## Written instruction
Reproduce word for word the part of the material below that opens with the line containing "of the blue" and closes with the line containing "[[255, 65], [216, 63]]", including both of those lines.
>>>
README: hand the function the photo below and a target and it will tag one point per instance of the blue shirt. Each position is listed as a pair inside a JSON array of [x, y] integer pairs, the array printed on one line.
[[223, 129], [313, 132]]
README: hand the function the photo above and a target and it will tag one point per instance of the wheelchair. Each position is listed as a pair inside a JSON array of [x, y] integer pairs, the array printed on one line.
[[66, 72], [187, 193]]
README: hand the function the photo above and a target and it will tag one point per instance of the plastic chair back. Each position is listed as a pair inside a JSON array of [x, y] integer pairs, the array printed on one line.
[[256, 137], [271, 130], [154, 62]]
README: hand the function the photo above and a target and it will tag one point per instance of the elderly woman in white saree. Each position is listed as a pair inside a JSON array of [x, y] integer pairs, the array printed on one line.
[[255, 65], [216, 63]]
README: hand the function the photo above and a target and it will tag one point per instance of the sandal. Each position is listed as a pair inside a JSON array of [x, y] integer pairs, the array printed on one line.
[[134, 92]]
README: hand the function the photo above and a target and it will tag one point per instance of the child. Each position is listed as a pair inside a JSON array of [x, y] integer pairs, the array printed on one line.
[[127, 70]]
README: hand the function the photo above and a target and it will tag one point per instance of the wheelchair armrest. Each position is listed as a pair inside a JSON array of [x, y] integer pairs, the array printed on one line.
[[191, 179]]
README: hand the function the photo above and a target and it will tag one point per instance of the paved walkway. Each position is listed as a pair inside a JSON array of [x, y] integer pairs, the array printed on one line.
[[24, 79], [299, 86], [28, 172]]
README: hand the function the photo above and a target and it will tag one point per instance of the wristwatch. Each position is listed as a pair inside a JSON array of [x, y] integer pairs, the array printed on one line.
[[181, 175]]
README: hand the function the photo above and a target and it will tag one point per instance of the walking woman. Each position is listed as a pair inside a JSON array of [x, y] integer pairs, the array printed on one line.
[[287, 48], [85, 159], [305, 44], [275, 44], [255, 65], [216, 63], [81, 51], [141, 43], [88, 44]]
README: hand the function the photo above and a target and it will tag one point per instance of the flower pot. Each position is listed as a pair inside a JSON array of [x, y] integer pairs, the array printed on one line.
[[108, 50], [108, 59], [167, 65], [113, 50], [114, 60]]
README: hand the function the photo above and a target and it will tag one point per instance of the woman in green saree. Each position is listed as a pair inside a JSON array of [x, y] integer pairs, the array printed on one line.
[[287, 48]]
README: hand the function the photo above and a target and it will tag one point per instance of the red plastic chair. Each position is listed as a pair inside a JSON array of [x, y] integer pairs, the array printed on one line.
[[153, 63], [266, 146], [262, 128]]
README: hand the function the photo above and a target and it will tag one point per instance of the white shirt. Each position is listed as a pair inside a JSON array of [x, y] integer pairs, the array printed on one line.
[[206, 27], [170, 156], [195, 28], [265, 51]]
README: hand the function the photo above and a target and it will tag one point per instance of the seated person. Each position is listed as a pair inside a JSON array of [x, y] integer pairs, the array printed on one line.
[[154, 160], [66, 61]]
<<<
>>>
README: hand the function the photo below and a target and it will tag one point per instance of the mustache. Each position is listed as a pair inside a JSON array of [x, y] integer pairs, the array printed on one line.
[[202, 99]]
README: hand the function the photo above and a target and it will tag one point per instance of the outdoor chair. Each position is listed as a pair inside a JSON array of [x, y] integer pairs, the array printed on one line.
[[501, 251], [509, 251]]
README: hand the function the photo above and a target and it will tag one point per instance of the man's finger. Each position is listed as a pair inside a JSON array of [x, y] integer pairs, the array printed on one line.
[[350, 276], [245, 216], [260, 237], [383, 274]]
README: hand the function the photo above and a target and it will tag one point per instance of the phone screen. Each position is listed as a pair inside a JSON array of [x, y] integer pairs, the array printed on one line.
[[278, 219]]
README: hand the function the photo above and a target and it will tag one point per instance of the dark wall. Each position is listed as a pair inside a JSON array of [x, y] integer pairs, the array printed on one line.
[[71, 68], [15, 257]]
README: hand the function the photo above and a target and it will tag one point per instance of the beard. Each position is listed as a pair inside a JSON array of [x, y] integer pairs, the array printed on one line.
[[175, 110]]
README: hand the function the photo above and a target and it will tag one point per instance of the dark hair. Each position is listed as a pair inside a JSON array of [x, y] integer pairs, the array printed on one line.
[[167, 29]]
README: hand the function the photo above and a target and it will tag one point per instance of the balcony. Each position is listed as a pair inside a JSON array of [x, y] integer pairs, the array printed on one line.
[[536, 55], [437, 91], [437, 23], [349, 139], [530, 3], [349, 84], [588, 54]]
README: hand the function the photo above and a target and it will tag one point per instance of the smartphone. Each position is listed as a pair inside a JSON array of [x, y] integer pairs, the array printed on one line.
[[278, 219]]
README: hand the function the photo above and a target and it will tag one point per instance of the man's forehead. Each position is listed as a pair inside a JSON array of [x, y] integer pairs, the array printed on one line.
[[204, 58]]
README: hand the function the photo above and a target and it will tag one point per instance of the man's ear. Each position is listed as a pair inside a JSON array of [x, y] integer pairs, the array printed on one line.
<<<
>>>
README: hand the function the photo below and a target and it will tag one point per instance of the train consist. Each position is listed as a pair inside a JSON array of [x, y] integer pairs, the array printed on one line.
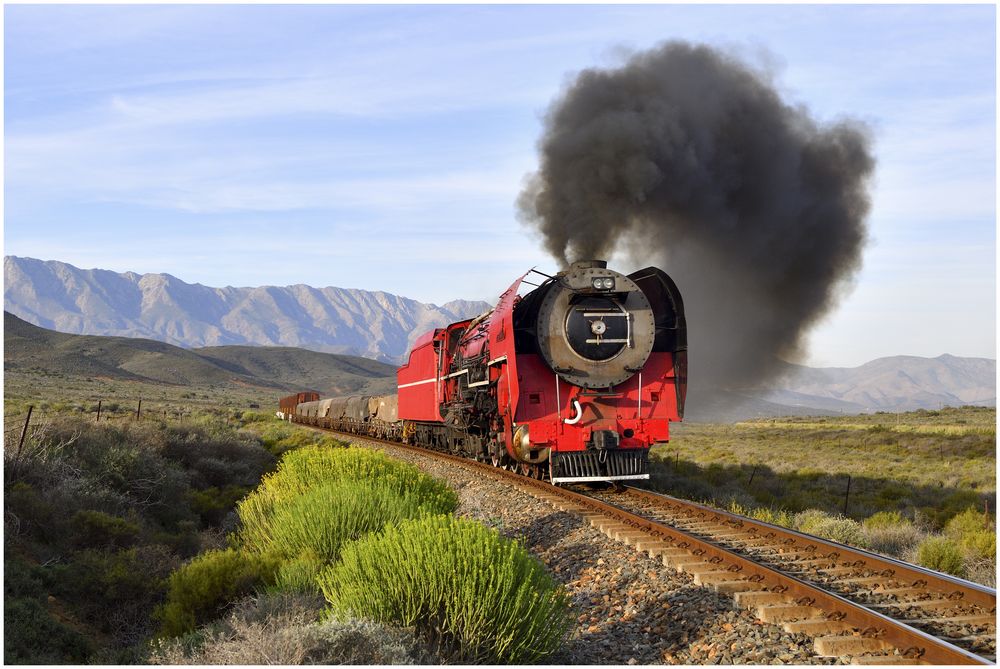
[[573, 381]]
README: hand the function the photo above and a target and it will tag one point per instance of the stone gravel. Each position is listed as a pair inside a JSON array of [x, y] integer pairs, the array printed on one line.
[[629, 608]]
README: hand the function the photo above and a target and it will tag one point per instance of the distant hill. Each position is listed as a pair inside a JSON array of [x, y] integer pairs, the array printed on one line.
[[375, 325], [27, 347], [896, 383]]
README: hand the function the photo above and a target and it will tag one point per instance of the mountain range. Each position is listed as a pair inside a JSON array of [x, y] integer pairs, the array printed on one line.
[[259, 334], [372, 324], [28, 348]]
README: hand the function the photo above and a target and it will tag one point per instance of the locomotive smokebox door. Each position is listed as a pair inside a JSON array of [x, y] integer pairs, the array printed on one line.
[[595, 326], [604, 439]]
<<<
## Response to the task
README: hand the function the photo below and a target and it will tag one point per instance of the blue shirt. Each position is listed as a pair inside a JSON array of [x, y] integer pairs, the array printed on one line.
[[223, 129], [313, 132]]
README: hand the function the photo above and a target and it will tag one point per instance of the wheelchair. Each position is listed as a pair inside a JSON array of [x, y] integer pairs, the array printed on one line.
[[66, 72], [187, 193]]
README: hand the function the photo above and a target and it will tag one point per instance of the plastic chair back. Each position is listed as a pair inside a JSON array of [x, y] integer pairs, the array printed on one line.
[[256, 137], [271, 130], [154, 62]]
README: hand the function the photo above and a target and it will tag one point per instance of the elderly woman in white saree. Each position is listed as a pair inside a JSON array of [x, y] integer pairs, the array printed on one line.
[[255, 65], [216, 63]]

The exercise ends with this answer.